### [ACTIVITY]
Consider the material that follows. How many of its lines contain "window"? Reply with the number alone.

### [EXTRACTED MATERIAL]
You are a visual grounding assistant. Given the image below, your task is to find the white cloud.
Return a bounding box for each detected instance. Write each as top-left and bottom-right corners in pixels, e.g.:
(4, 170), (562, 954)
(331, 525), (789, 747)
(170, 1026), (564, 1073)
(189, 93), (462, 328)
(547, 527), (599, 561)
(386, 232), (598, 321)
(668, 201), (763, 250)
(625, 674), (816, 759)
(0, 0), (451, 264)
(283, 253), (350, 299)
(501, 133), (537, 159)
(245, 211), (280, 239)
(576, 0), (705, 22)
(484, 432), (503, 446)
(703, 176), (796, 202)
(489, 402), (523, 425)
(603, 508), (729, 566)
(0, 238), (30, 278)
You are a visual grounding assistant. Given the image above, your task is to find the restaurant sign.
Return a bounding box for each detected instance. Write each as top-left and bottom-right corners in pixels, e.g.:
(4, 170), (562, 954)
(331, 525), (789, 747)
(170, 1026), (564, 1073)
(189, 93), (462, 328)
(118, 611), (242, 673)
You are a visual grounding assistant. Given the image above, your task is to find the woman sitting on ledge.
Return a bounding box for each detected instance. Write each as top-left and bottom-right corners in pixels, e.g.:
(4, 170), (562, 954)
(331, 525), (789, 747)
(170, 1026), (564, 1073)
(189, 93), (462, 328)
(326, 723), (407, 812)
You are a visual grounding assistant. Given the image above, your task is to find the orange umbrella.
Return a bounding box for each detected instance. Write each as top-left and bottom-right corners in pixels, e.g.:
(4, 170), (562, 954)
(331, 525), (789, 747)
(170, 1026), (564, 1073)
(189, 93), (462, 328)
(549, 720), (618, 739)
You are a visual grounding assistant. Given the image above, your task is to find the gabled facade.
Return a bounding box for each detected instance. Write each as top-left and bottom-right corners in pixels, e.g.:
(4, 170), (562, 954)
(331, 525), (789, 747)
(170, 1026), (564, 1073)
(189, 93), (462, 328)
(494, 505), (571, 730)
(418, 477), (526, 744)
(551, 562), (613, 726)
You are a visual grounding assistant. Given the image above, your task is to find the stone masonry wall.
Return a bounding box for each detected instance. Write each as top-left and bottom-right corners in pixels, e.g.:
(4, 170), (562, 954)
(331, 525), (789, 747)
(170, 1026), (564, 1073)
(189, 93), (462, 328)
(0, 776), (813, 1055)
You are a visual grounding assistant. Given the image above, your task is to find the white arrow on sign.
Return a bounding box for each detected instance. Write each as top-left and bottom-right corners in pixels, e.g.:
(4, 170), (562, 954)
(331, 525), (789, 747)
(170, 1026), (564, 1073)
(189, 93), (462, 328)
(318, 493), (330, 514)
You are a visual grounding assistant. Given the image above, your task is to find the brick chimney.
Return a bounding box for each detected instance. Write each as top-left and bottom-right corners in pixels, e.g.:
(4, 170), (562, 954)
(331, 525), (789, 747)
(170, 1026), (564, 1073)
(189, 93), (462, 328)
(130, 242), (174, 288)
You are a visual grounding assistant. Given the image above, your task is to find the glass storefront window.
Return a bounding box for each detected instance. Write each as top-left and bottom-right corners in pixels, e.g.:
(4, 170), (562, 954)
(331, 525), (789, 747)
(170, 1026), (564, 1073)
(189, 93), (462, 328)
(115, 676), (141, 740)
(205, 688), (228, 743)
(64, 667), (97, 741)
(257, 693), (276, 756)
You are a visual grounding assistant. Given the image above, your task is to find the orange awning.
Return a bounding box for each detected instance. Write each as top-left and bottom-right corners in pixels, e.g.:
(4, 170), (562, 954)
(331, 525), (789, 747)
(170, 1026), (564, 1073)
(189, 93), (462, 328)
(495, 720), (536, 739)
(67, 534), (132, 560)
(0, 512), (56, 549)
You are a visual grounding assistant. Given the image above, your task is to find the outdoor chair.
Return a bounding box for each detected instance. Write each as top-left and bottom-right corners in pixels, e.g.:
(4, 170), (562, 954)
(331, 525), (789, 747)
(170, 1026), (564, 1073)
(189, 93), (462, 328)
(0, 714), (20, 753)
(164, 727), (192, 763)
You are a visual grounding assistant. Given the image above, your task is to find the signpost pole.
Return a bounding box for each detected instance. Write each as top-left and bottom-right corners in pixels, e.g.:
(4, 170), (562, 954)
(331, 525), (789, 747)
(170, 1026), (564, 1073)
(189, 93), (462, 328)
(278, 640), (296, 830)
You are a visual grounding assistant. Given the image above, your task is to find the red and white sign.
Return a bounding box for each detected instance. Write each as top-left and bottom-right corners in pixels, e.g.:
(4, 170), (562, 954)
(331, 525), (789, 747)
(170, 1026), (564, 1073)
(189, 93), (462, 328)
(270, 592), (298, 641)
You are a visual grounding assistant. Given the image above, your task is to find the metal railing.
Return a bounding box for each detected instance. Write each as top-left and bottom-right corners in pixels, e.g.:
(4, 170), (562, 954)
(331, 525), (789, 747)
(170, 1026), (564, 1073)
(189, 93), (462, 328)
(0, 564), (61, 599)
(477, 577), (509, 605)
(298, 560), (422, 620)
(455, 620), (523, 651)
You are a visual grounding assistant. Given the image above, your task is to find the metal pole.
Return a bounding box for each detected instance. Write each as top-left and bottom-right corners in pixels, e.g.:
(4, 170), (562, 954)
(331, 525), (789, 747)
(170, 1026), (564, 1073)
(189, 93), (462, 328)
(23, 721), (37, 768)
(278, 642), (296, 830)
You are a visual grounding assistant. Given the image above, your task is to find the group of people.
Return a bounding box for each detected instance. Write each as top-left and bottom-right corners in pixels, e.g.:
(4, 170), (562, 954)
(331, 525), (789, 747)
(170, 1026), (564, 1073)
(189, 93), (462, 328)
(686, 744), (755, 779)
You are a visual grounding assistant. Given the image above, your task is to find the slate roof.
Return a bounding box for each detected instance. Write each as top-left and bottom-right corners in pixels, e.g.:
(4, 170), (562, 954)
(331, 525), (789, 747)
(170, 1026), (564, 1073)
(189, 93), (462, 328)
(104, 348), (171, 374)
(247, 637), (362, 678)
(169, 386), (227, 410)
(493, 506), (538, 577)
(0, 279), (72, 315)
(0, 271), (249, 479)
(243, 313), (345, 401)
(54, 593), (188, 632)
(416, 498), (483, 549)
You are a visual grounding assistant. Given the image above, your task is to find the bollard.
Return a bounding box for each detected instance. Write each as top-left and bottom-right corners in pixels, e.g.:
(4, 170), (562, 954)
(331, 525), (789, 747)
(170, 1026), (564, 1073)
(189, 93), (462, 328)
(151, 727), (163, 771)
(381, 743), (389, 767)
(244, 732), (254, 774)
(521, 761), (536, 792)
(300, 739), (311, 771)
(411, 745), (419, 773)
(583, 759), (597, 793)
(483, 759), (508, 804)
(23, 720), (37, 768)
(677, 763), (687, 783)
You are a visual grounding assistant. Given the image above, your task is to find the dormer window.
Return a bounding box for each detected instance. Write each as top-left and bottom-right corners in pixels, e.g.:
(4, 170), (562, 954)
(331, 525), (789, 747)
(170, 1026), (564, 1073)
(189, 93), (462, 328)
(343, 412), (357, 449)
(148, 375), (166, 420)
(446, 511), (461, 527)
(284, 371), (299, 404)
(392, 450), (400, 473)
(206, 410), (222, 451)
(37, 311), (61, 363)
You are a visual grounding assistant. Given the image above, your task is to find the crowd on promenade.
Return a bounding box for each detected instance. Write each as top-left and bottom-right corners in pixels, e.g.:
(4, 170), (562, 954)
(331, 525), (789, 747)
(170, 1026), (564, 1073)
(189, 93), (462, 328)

### [FINISHED EXERCISE]
2